Reading passage Start Marker

Prior to coming to the Human Garage, I was disconnected from my body. My body spoke to me for years, yet I learned to actively ignore it.
One might think competitive athletes are more connected to their bodies. Perhaps some are, but I mostly disagree. I think if most competitive athletes were really connected to their bodies we'd be miserable. We learn to ignore pain, fight it, pretend that it's not there. We’re praised for overcoming our physical obstacles by pushing past them. If we actually fully felt each ache and pain we’d probably quit our respective sports. And, our bodies are pretty amazing in going along with this ignoring until they reach their breaking points.
We disconnect from our bodies as a means of survival. It makes perfect sense and it was helpful thousands of years ago when our ancestors were running around escaping imminent threats of danger and trying to survive.
But, we have to ask ourselves: do these patterns of pain and disconnection serve us any longer?
A competitive high school and college distance runner, I learned to run through anything. I pounded my shins on the streets of New York City mile after mile. I could numb myself to just about any physical ache if I just pushed through it long enough. At 28-years-old, it finally caught up with me.
Over the course of just ten years, I cycled through innumerable injuries: four stress fractures on my lower extremities, multiple injuries to my left hip, IT band pain, knee pain in various areas, and tears in my ankle. In the process of staying fit and “healthy,” I actually treated my body terribly.
I remember crawling two blocks home to my Seattle apartment once when a bad fall running on a dark, rainy winter night blew my ankle out and I had no cell phone to call for help. While yoga was previously my place for healing, it was in a yoga class in L.A. I heard a dreaded pop that would take my hip out for months. A teacher gave an adjustment I knew to be unsafe for my hips. My ego kicked in, the class was body to body, and I let him do it anyway. (And in case you're wondering, I've learned valuable lessons from both of these life experiences.)I learned to disconnect from my body in order to survive. I didn’t know how much I’d suffered until the pain started to go away and my body began to unwind (insert Human Garage circa 2015). When I began to feel “pain free,” it was then I learned just how much discomfort I was living with daily.
I remember the scene of a sports medicine clinic I went to in college. This doctor treated many competitive athletes. When he did an MRI of my ankle and feet he called in all the residents. I knew it was bad when I heard the collective “oohhs” and “whooooas” as their eyes grew bigger. I showed signs of multiple stress fractures in my feet, but they were healing. It signified I’d been running through actual fractures, unknowingly, for years.
How does this even happen?
I’ve spent a lot of time with young children as a teacher. They’ve taught me innumerable things about life and our bodies, especially.Our bodies are like children. If we ignore them when they talk to us, they will only begin to scream louder. If we don’t give them what it is they’re asking for, we’ll likely reach full on tantrum mode. Our bodies may even rebel when they feel unheard, ignored, used, and attended to improperly. The more we ignore our bodies’ needs, the louder they will begin to speak (insert chronic pain, surgeries, illnesses, stress fractures, and cycles of injuries).

Reading passage End Marker
Records provided Start Marker

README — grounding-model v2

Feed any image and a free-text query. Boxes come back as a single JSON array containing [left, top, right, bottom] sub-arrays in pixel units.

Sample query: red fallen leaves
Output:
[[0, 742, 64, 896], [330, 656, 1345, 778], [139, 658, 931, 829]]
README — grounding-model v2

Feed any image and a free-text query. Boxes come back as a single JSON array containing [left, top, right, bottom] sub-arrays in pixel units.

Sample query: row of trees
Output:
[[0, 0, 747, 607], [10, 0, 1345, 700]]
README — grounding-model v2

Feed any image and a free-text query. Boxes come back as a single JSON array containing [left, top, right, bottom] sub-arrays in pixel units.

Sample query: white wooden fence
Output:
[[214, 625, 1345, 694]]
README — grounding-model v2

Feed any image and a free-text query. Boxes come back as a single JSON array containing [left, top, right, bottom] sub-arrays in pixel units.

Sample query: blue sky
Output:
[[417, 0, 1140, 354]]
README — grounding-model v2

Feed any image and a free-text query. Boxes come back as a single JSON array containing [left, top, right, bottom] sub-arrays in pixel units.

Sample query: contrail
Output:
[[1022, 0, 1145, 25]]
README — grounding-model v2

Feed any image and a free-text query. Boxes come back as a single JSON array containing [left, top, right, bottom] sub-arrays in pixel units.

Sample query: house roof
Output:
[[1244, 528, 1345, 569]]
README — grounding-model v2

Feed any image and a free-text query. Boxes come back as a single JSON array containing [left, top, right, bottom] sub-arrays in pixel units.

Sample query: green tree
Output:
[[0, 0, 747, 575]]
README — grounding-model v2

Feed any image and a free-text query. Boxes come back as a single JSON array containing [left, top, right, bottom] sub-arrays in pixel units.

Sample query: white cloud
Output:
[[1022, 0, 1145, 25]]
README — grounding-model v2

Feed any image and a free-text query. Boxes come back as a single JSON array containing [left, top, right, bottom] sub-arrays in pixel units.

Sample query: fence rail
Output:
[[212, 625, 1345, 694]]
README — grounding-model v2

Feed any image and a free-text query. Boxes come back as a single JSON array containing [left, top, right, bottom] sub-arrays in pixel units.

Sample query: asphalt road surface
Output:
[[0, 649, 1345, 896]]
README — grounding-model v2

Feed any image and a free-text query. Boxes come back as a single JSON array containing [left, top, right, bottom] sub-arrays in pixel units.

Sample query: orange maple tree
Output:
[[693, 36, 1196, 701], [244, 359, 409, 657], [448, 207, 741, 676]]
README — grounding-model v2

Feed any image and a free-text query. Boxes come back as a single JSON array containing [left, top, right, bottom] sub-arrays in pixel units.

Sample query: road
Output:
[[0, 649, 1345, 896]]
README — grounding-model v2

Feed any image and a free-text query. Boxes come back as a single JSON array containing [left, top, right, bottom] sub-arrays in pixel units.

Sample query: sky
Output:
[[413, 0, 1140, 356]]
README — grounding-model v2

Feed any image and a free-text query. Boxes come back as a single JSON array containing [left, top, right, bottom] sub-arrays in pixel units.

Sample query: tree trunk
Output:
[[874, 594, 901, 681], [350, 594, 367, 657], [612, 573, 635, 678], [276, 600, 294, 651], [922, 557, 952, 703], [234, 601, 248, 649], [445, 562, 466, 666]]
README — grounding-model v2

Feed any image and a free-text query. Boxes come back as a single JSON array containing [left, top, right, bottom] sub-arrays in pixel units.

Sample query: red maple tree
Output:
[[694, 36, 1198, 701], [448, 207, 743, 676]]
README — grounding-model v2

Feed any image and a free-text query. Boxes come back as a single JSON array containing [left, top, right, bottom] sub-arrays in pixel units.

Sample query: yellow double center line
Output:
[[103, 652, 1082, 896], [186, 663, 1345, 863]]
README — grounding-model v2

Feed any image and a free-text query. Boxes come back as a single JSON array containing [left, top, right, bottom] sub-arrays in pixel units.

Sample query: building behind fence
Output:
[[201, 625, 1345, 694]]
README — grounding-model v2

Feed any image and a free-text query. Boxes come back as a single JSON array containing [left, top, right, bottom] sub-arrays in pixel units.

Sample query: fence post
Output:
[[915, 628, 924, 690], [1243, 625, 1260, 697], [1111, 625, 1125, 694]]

Records provided End Marker

# Problem:
Reproduce the part of the running-injuries passage above from "I remember the" to "this even happen?", word for word.

# Result of this task:
I remember the scene of a sports medicine clinic I went to in college. This doctor treated many competitive athletes. When he did an MRI of my ankle and feet he called in all the residents. I knew it was bad when I heard the collective “oohhs” and “whooooas” as their eyes grew bigger. I showed signs of multiple stress fractures in my feet, but they were healing. It signified I’d been running through actual fractures, unknowingly, for years.
How does this even happen?